[Segmentation data]
^^^^^^^^^^^^^^^^

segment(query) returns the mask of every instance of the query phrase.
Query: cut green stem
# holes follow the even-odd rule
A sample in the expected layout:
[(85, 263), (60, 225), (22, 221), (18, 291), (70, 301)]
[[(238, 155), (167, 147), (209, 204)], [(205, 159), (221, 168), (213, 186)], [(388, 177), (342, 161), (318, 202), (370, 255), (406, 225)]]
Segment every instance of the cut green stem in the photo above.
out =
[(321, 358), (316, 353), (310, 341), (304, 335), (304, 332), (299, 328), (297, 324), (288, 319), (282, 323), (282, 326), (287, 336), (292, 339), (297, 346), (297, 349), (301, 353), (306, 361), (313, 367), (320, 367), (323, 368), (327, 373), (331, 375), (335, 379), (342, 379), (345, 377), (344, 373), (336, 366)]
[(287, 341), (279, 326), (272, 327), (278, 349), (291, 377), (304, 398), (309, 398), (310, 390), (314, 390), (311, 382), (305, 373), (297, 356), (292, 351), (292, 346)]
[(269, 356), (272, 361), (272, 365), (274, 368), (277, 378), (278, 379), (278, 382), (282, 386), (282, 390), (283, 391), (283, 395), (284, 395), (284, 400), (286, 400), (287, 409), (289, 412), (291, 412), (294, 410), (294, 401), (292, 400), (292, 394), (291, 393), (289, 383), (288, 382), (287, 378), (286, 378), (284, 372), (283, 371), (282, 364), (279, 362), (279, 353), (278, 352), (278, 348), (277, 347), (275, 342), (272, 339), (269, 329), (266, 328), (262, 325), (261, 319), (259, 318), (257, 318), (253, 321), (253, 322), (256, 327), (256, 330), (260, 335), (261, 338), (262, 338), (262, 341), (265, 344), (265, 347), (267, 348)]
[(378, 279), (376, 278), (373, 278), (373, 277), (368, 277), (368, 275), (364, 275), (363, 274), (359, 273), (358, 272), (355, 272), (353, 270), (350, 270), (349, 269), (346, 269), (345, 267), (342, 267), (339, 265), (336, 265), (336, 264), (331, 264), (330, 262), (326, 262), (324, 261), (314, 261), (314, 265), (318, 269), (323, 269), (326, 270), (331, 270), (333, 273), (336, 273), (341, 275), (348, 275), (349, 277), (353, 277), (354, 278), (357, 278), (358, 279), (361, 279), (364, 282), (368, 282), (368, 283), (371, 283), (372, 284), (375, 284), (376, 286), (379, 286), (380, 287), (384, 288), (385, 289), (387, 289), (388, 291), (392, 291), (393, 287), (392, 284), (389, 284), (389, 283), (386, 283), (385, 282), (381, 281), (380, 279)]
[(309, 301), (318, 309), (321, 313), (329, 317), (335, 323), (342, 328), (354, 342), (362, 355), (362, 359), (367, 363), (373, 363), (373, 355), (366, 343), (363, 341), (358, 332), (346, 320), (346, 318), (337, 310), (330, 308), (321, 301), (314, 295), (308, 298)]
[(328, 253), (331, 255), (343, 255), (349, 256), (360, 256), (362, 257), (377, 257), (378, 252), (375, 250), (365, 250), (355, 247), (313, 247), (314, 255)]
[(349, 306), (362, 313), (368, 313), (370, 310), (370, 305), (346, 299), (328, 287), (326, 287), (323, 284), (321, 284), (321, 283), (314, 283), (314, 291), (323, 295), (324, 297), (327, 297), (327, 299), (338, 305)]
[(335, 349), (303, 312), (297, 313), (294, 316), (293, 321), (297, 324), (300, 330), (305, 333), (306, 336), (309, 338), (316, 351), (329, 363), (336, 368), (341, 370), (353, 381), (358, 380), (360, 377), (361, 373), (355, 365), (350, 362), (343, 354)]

^^^^^^^^^^^^^^^^

● **Problem to work on**:
Emit the records above again, exactly, with no line skipped.

● **Reply to the exercise**:
segment(query) returns the mask of every instance of the query phrase.
Query: cut green stem
# holes follow the even-odd rule
A sample in the expected layout:
[(85, 263), (60, 225), (22, 221), (18, 291), (70, 301)]
[[(238, 155), (167, 147), (209, 204)], [(205, 159), (221, 168), (213, 186)], [(388, 177), (342, 161), (318, 202), (370, 255), (406, 225)]]
Segment every instance of the cut green stem in the photo above.
out =
[(321, 358), (316, 353), (310, 341), (304, 335), (304, 332), (299, 328), (297, 324), (288, 319), (282, 323), (282, 326), (287, 336), (292, 339), (297, 346), (297, 349), (301, 353), (306, 361), (313, 367), (320, 367), (323, 368), (327, 373), (331, 375), (335, 379), (342, 379), (345, 377), (344, 373), (336, 366)]
[(287, 341), (279, 326), (272, 327), (278, 349), (291, 377), (304, 398), (309, 398), (310, 390), (314, 390), (311, 382), (305, 373), (297, 356), (292, 351), (292, 346)]
[(269, 356), (272, 361), (272, 365), (274, 368), (277, 378), (278, 379), (278, 382), (282, 386), (282, 390), (283, 391), (283, 395), (284, 395), (284, 400), (286, 400), (287, 409), (289, 412), (291, 412), (294, 410), (294, 401), (292, 400), (292, 394), (291, 393), (289, 383), (288, 382), (287, 378), (286, 378), (284, 372), (283, 371), (282, 364), (279, 362), (279, 353), (278, 352), (278, 348), (277, 347), (275, 342), (272, 339), (269, 329), (266, 328), (262, 325), (261, 319), (259, 318), (257, 318), (253, 321), (253, 322), (256, 327), (256, 330), (260, 335), (261, 338), (262, 338), (262, 341), (265, 344), (265, 347), (267, 348)]
[(378, 279), (376, 278), (373, 278), (373, 277), (368, 277), (368, 275), (364, 275), (363, 274), (359, 273), (358, 272), (355, 272), (353, 270), (350, 270), (349, 269), (346, 269), (345, 267), (342, 267), (339, 265), (336, 265), (336, 264), (331, 264), (330, 262), (326, 262), (324, 261), (314, 261), (314, 265), (318, 269), (323, 269), (326, 270), (331, 270), (333, 273), (336, 273), (341, 275), (348, 275), (349, 277), (353, 277), (354, 278), (357, 278), (358, 279), (361, 279), (364, 282), (368, 282), (368, 283), (371, 283), (372, 284), (375, 284), (376, 286), (379, 286), (380, 287), (384, 288), (385, 289), (387, 289), (388, 291), (392, 291), (393, 287), (392, 284), (389, 284), (389, 283), (386, 283), (385, 282), (381, 281), (380, 279)]
[(309, 301), (318, 309), (321, 313), (329, 317), (335, 323), (342, 328), (354, 342), (362, 355), (362, 359), (367, 363), (373, 363), (373, 355), (366, 343), (363, 341), (358, 332), (346, 320), (346, 318), (337, 310), (330, 308), (321, 301), (314, 295), (308, 298)]
[(328, 253), (331, 255), (343, 255), (349, 256), (360, 256), (362, 257), (377, 257), (378, 252), (375, 250), (365, 250), (355, 247), (313, 247), (314, 255)]
[(349, 306), (362, 313), (368, 313), (370, 310), (370, 305), (346, 299), (328, 287), (326, 287), (323, 284), (321, 284), (321, 283), (314, 283), (314, 291), (323, 295), (324, 297), (327, 297), (327, 299), (338, 305)]
[(335, 349), (303, 312), (297, 313), (294, 316), (293, 321), (297, 324), (300, 330), (305, 333), (306, 336), (309, 338), (316, 351), (329, 363), (336, 368), (341, 370), (353, 381), (358, 380), (360, 377), (361, 373), (355, 365), (350, 362), (343, 354)]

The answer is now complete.